- [Opgave]: Typ het gedeelte van de leestekst van "Een leuke gedachte: tegenwoordig" tot en met "kan men downloaden." woordelijk over.

- [Leestekst]:
:::::

Een leuke gedachte: tegenwoordig hebben veel mensen een barometer in hun smartphone. Daarmee kunnen ze, na een vergelijkbaar grote vulkaanuitbarsting, zulke drukgolven met een amplitude van 2 mbar makkelijk registreren. De resolutie van de barometer van mijn smartphone is 0,1 mbar.(link) Een barograaf-app om het druksignaal als grafiek weer te geven en te bewaren kan men downloaden.
De gemiddelde snelheid van de drukgolf is 313 m/s, blijkt uit figuur 2B. De rondreis om de aarde duurt gemiddeld 35,5 uur. Verbeek, die een rapport over de eruptie schreef voor het Gouvernement van Nederlands-Indie (1885), constateerde dat een geluidssnelheid van 313 m/s hoort bij een luchttemperatuur van -30 °C, volgens \(v=\sqrt{\gamma R T / M } = 20.05 \sqrt{T}\), met \(\gamma = \frac{c_p}{c_v} \) (γ=1,40 voor lucht). Hij suggereerde daarom dat de drukgolf in de atmosfeer op een effectieve hoogte van ongeveer 10 km om de aarde reist.

:::::

Records uit een dataset
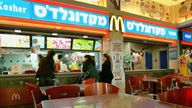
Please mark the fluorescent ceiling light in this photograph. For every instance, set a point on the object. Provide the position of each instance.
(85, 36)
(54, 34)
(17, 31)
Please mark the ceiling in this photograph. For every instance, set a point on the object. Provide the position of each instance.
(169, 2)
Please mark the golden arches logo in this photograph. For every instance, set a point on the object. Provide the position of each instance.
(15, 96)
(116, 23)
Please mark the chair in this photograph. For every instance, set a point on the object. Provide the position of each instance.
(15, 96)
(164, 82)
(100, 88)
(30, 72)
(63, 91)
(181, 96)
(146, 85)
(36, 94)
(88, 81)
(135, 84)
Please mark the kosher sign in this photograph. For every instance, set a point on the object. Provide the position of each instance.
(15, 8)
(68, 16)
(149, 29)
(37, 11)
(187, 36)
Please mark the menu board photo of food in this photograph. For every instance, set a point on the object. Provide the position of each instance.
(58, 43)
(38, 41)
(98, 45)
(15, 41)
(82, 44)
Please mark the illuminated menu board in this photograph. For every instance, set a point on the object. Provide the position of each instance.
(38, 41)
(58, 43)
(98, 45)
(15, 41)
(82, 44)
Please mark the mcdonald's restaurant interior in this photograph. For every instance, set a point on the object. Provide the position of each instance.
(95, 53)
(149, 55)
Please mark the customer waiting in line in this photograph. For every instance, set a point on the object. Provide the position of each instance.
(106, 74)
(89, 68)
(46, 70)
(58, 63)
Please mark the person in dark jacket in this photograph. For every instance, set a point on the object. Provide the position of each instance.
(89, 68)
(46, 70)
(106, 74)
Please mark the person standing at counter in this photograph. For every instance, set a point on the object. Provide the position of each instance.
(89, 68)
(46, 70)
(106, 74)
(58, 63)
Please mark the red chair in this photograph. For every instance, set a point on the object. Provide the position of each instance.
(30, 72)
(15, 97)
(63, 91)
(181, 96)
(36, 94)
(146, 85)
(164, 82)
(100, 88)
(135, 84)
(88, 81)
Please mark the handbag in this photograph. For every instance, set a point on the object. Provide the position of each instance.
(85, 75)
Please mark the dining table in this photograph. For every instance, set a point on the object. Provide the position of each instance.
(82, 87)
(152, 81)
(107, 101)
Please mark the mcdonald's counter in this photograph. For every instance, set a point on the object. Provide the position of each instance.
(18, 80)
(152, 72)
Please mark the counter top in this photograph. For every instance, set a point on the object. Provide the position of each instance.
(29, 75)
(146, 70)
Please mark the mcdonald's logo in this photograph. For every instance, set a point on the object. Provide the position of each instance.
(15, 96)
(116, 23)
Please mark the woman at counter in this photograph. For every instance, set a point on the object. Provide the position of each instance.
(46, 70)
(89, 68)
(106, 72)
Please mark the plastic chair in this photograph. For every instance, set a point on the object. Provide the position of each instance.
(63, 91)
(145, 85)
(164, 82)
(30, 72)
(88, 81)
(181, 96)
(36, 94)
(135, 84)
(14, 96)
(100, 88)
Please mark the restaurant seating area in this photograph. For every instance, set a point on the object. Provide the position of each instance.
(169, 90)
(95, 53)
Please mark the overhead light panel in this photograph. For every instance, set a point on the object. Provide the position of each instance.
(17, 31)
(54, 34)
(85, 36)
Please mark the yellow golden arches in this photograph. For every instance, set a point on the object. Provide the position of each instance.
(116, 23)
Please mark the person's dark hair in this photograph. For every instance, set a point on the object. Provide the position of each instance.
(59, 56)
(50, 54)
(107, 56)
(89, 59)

:::::

- [Uitwerking]:
Een leuke gedachte: tegenwoordig hebben veel mensen een barometer in hun smartphone. Daarmee kunnen ze, na een vergelijkbaar grote vulkaanuitbarsting, zulke drukgolven met een amplitude van 2 mbar makkelijk registreren. De resolutie van de barometer van mijn smartphone is 0,1 mbar.(link) Een barograaf-app om het druksignaal als grafiek weer te geven en te bewaren kan men downloaden.